▶ [Page excerpt]:
The subtitle for the exhibition now at the Smithsonian American Art Museum’s Renwick Gallery, “Murder Is Her Hobby,” is “Frances Glessner Lee and the Nutshell Studies of Unexplained Death.” But it could just as easily have been “Illinois Lee and the Dollhouses of Doom.”

Not that this show needed a catchier title. It’s hard enough to maneuver in the dimly lit galleries, obstructed with display cases and filled with visitors using flashlights (and their phones) to peer into the dollhouse-like scenes of mayhem.

Prior to the closing of “Murder Is Her Hobby” on Sunday, Jan. 28, there are two special events on the Renwick calendar. On Friday, Jan. 19, at noon, photographer Corinne Botz will lead a tour and sign copies of her book about the Nutshell Studies. The following Friday, Jan. 26, at noon, Bruce Goldfarb, from the Maryland Office of the Chief Medical Examiner, will talk about how Lee advanced the science of forensics and how her clue-filled dioramas continue to be used in training. Both events, and museum admission, are free.

All but one of the 19 Nutshell Studies are on public display for the first time since being loaned to the Office of the Chief Medical Examiner in Baltimore in 1967, when Harvard Medical School’s Department of Legal Medicine closed. The department, the first in the country, was endowed by Lee, an International Harvester heiress from Chicago, in the 1930s.

Lee and one of her brother’s Harvard classmates — who served as Boston’s chief medical examiner for 30 years and lectured at the medical school — were seeking to have medical professionals replace coroners as death investigators throughout the U.S.

(Photo-based referring expression records)
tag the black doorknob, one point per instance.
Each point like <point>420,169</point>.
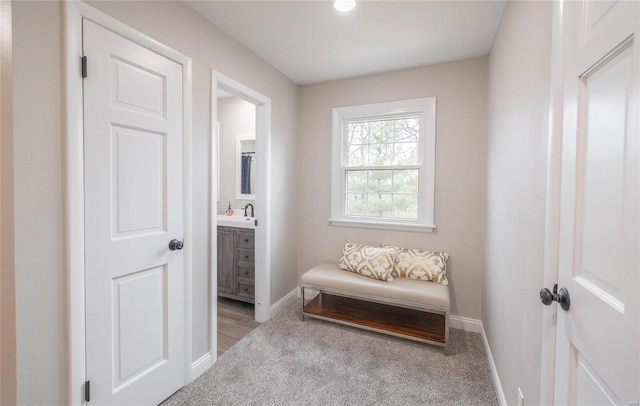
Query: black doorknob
<point>562,297</point>
<point>175,245</point>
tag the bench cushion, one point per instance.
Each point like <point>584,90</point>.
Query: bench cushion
<point>326,275</point>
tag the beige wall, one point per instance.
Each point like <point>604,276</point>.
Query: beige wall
<point>461,131</point>
<point>516,188</point>
<point>39,181</point>
<point>236,117</point>
<point>39,204</point>
<point>7,274</point>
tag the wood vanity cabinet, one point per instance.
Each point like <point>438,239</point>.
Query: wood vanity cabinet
<point>236,264</point>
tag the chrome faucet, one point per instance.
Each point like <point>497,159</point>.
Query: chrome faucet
<point>245,210</point>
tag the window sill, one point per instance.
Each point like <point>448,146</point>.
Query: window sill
<point>418,228</point>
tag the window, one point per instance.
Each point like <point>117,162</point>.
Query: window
<point>384,165</point>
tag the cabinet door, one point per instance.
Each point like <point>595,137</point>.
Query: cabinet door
<point>226,264</point>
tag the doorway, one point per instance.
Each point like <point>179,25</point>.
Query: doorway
<point>226,91</point>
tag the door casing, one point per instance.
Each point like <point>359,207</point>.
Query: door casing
<point>73,13</point>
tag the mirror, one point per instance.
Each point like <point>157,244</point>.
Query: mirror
<point>245,165</point>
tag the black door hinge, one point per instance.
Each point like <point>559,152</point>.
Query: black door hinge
<point>87,391</point>
<point>84,67</point>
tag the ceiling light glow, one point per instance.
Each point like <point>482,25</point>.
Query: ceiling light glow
<point>344,5</point>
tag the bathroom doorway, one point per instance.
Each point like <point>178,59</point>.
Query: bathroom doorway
<point>240,253</point>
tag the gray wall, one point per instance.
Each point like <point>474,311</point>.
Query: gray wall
<point>39,204</point>
<point>7,253</point>
<point>39,179</point>
<point>516,188</point>
<point>461,142</point>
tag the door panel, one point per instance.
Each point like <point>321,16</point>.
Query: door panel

▶ [Problems to solve]:
- A) According to the exhibition article, to what office were the Nutshell Studies loaned in 1967?
- B) Continue the article on the Nutshell Studies exhibition from its last sentence.
The entries are not needed for what you are asked to do.

▶ [Answers for this exercise]:
- A) The Office of the Chief Medical Examiner in Baltimore.

- B)
Based on actual cases of homicide, suicide and accidental death, the Nutshells were created by Lee in the 1940s for use in semiannual seminars at Harvard. They are works of consummate — not to say obsessive — craftsmanship: miniature fabrics are handwoven, doors and windows not only open but lock, electric lights work. (To stay red, the blood would have to be fake, wouldn’t it?)

Born in 1878, Frances Glessner was captivated by Sherlock Holmes stories. After her divorce and her father’s death, she had the freedom and the funds to pursue her singular interest in the investigation of death, becoming known as the “mother of forensic science.” Perry Mason creator Erle Stanley Gardner dedicated novels to her and she is said to have inspired Jessica Fletcher, the lead character played by Angela Lansbury in “Murder, She Wrote.”

Though Lee died in 1962, her legacy continues with the Frances Glessner Lee Homicide Investigation Seminar, to be held in Baltimore from April 23 to 27. Among the topics to be discussed are: “Factors Used in Estimating the Time of Death,” “Blood Stain Interpretation” and “Identification by Use of Odontology.” The seminar is not intended for the general public, but if you’re a CSI diehard (pun intended) with $800 to spare, visit harvardpolicescience.org for details.